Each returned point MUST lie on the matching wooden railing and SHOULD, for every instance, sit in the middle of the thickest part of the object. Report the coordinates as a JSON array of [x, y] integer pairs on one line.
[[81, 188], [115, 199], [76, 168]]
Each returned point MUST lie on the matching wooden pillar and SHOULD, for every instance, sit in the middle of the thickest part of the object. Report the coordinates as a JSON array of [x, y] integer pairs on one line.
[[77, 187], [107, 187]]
* * *
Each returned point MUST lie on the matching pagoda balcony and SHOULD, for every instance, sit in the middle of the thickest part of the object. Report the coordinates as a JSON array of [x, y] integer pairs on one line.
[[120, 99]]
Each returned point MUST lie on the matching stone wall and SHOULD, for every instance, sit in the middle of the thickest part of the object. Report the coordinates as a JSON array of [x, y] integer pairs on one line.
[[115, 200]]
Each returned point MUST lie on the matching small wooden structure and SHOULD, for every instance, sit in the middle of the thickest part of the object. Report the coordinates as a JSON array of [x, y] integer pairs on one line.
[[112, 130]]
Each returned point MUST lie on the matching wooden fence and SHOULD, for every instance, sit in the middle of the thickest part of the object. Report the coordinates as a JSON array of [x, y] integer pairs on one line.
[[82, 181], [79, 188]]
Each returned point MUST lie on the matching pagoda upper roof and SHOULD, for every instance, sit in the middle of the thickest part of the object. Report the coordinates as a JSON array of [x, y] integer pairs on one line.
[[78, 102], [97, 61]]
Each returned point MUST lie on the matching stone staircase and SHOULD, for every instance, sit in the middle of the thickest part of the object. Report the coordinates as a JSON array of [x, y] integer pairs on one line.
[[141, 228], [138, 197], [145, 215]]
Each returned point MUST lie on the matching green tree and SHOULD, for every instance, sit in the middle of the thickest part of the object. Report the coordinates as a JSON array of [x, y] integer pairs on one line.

### Task objective
The required answer is the run of lines above, starting at the line with "Each returned point MUST lie on the matching stone staircase" and ending at the line with "Each returned point MUST lie on the matching green", reproduced exactly with both ends.

### Solved problem
Each returned point MUST lie on the matching stone staircase and SHOULD, for every instance, sit in the middle of the thickest part of the object. Report the coordinates as a JSON array of [x, y] integer pairs on one line.
[[141, 228], [138, 197], [145, 215]]
Each returned point MUST lie on the matching green tree and SHOULD, for every instance, sit in the middle of the thickest part of the object. Report the coordinates as a JSON array of [x, y] integer pairs on one line.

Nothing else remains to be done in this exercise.